» **Extracted data**:
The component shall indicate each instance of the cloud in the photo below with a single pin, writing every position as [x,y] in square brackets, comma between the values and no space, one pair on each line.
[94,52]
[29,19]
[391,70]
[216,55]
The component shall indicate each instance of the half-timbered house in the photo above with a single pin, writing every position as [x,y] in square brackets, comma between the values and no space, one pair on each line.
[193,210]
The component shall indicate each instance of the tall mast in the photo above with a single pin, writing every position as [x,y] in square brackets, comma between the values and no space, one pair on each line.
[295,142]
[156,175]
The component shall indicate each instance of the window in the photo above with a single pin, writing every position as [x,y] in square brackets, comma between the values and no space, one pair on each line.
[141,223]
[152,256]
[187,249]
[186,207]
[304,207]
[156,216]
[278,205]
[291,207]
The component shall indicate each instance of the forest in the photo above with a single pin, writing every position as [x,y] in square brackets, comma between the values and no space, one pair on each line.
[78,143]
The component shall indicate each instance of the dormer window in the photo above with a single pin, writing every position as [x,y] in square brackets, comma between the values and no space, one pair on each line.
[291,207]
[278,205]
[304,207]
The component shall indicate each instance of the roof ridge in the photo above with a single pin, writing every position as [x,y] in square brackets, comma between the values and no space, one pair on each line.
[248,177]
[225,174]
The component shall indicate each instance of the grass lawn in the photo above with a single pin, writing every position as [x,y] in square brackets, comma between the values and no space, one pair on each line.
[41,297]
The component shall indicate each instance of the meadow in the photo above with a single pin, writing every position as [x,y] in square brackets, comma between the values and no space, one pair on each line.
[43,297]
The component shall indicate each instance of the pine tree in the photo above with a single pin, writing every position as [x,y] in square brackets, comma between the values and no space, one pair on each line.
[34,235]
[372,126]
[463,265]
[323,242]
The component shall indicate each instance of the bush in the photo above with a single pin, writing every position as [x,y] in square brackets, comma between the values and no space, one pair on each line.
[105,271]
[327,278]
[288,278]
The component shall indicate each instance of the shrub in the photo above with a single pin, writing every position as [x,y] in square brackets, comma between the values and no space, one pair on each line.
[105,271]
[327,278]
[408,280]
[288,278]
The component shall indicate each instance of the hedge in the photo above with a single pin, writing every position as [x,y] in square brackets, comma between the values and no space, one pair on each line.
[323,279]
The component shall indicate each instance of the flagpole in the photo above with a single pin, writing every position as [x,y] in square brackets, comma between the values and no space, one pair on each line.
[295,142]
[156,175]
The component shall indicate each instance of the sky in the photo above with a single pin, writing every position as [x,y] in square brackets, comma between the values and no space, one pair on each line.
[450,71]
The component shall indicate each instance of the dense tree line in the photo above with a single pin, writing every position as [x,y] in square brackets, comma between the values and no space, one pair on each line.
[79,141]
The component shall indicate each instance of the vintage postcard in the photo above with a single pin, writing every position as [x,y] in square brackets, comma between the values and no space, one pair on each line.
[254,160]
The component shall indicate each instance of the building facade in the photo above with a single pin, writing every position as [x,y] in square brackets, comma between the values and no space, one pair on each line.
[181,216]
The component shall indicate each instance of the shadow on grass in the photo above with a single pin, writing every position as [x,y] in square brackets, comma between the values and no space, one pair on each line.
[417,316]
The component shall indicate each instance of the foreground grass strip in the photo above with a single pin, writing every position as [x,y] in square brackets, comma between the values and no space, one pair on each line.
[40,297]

» **What to work on**: Quote verbatim the lines running from the one containing "The component shall indicate each instance of the foreground" through the final line of the items, including both ends.

» **Complete response**:
The component shall indicate each instance of the foreground grass strip in the photo above with a single pin, writing every position as [x,y] in square brackets, comma between the values and no space, one pair on each line.
[40,297]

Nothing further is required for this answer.